Stored data entries
◆ ◆ ◆ ◆ ◆ ◆ ◆

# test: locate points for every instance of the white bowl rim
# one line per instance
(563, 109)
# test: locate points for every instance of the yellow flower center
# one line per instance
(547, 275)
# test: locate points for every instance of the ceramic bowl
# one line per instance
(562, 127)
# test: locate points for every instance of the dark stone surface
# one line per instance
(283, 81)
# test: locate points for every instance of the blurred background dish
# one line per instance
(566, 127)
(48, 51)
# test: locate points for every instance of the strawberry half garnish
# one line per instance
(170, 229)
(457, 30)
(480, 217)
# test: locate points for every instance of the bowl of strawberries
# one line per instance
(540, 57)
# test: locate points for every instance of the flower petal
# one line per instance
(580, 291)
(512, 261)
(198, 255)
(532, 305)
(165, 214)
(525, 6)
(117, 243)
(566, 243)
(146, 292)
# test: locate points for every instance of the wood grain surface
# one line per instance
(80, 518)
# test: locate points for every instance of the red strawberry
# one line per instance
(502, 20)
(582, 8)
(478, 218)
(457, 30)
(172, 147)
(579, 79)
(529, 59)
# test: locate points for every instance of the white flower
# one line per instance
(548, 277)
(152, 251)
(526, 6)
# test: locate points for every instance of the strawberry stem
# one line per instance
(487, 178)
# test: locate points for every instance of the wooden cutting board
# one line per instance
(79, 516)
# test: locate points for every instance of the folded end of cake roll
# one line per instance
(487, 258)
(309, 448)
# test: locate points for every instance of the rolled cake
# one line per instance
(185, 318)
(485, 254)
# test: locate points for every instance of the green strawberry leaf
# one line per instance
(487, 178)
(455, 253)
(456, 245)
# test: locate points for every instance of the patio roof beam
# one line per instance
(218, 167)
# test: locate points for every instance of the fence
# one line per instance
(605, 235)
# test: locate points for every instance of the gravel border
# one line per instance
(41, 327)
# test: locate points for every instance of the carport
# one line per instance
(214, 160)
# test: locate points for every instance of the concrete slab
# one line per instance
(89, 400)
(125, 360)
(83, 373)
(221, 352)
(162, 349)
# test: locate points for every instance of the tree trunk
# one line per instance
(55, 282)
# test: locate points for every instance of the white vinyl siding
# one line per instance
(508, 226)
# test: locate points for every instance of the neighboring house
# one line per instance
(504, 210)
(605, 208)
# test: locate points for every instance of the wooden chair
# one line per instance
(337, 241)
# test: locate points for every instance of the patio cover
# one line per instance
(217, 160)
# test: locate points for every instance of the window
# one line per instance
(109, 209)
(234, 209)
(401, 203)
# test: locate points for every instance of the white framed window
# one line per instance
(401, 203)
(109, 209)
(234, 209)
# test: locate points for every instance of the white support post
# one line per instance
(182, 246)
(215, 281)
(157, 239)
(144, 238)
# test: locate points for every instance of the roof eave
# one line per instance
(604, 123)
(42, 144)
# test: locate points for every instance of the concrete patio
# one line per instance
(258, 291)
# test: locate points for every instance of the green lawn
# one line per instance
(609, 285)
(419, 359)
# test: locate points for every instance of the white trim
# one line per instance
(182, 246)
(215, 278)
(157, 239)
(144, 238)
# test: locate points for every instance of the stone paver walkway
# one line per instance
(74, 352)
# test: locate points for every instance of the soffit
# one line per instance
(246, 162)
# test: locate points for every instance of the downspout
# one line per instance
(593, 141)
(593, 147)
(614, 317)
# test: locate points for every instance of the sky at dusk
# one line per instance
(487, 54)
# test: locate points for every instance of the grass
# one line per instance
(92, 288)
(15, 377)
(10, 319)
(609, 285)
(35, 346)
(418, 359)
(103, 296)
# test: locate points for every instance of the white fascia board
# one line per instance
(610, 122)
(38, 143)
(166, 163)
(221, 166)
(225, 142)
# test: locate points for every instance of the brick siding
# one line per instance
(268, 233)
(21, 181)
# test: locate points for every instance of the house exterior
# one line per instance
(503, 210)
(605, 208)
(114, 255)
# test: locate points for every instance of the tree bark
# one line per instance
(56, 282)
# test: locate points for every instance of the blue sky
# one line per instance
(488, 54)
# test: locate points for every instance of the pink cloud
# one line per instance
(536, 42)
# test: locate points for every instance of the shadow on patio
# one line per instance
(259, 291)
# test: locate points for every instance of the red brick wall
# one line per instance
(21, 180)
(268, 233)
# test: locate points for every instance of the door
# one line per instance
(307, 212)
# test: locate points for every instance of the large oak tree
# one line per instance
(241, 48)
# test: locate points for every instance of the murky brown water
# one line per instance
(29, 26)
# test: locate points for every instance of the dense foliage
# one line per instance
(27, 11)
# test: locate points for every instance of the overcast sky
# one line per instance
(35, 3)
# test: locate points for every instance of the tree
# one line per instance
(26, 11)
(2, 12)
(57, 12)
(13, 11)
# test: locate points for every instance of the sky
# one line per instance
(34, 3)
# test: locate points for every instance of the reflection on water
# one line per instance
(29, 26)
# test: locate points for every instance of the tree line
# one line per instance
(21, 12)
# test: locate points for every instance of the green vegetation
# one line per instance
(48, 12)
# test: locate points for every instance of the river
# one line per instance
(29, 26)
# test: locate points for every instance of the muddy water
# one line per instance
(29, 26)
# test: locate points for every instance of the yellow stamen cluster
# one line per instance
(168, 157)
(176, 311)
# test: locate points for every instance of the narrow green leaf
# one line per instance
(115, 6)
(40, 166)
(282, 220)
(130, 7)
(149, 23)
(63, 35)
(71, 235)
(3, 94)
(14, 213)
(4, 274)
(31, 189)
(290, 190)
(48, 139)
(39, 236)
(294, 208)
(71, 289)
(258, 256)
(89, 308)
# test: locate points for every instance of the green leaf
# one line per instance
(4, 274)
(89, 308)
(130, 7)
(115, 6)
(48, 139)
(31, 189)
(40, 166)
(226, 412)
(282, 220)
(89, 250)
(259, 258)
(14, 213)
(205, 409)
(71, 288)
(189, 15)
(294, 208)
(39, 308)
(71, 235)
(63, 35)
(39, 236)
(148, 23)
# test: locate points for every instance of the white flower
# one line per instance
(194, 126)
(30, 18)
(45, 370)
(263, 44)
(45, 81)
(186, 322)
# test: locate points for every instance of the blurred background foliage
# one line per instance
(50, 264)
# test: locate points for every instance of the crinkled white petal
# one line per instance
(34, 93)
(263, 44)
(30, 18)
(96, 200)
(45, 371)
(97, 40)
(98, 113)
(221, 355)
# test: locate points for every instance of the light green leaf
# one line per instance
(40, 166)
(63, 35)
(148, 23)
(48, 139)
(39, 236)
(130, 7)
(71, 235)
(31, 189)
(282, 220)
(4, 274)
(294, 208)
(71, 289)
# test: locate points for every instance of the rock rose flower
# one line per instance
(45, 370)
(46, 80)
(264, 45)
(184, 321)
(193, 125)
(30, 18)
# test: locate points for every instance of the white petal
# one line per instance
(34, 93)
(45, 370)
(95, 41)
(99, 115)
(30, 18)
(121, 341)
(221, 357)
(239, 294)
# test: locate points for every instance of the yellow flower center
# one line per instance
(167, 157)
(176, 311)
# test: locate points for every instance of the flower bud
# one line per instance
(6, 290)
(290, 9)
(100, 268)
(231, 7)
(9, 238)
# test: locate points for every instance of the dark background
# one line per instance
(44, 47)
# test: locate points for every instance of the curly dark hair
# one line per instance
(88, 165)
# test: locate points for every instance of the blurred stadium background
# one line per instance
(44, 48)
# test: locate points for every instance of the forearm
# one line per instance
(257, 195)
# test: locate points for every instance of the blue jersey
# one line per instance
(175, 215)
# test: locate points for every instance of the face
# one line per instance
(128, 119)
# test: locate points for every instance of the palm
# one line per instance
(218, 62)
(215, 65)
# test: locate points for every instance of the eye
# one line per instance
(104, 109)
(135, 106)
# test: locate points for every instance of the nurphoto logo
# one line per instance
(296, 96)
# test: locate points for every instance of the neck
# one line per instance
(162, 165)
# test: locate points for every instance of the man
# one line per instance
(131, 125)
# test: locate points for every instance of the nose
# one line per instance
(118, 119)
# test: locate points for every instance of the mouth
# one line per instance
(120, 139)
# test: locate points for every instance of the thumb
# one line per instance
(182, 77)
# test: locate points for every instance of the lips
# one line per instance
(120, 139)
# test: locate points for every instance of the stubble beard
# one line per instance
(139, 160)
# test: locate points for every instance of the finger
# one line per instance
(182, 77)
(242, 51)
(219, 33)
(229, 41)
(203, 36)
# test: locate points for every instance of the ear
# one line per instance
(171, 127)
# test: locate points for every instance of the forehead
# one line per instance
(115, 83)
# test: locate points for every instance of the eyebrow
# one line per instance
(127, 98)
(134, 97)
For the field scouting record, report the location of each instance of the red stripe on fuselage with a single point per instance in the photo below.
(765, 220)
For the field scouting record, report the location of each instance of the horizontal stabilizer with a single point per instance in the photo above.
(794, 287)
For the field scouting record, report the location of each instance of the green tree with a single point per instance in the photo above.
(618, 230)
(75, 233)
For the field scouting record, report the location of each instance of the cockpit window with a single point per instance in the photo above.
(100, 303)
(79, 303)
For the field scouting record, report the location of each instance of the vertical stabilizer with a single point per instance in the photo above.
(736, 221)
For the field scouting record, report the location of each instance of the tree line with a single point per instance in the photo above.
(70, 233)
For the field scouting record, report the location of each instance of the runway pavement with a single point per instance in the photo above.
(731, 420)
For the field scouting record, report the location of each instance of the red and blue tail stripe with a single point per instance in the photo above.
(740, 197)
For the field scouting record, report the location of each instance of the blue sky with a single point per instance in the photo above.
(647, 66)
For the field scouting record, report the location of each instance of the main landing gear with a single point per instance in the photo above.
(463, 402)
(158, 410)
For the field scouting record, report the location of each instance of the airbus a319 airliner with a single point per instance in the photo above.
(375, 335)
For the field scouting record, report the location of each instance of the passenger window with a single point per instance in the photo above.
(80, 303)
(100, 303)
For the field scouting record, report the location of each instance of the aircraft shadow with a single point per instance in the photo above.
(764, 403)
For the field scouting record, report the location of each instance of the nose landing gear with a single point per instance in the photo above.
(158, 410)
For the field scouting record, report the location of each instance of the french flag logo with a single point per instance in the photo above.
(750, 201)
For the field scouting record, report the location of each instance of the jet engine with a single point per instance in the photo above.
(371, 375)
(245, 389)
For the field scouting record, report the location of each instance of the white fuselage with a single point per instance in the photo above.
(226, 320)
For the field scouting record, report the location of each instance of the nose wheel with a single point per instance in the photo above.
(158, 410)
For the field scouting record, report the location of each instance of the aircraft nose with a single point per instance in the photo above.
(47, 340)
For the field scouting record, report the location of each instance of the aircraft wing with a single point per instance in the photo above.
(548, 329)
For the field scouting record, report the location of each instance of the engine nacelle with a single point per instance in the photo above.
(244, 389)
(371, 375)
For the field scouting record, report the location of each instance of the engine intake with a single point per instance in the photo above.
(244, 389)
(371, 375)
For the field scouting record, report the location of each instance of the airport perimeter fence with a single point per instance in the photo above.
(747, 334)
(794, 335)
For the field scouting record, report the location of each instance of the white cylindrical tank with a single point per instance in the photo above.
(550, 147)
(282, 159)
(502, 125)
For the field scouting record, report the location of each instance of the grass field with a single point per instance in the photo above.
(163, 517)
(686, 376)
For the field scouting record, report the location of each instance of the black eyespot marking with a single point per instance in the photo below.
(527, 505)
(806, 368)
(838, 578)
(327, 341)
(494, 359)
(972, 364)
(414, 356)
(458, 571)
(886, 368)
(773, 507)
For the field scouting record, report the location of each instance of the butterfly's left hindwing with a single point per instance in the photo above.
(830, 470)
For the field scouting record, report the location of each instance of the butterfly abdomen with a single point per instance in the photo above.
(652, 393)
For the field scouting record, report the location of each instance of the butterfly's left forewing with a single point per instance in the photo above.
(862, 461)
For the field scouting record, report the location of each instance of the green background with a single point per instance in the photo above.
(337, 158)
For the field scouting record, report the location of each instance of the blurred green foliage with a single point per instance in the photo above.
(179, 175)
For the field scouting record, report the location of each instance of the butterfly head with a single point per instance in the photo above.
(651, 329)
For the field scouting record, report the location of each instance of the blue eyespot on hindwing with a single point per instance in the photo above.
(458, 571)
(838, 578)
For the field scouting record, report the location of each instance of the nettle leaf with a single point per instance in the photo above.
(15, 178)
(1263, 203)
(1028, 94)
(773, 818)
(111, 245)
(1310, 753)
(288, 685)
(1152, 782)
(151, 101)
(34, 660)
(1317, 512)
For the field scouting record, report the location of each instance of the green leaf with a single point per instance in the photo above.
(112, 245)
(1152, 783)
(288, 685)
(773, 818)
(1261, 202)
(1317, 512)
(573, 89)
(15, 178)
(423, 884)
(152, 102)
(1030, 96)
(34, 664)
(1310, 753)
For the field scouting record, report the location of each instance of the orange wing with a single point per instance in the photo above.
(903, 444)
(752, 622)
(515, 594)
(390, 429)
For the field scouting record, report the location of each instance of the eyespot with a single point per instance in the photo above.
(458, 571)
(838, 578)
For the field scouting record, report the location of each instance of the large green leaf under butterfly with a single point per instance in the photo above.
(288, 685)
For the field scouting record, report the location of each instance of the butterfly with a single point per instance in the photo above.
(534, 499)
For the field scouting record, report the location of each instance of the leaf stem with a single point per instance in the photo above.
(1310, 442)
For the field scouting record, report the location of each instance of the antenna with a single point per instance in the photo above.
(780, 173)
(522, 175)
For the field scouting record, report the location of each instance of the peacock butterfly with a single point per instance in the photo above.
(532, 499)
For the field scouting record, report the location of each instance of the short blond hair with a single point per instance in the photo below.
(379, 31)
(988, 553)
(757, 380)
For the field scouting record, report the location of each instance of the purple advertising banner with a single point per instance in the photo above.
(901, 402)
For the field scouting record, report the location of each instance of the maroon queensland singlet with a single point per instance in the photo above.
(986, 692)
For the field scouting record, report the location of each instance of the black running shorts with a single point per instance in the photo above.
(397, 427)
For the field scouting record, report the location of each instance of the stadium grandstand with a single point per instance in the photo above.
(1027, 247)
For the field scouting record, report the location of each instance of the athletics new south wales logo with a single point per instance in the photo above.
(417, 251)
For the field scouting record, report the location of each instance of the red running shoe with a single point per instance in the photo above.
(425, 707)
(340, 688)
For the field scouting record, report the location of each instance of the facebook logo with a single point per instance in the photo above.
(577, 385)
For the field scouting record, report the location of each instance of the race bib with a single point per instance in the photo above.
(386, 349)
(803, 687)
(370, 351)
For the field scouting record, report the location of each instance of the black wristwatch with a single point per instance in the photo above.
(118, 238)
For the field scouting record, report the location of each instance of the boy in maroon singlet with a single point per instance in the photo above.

◆ ◆ ◆ ◆ ◆ ◆ ◆

PROMPT | The lines above that hold the word "cake" should be found and copied out.

RESPONSE AREA |
# test: locate points for every instance of the folded end of cake roll
# test: locate points for every instance of the rolled cake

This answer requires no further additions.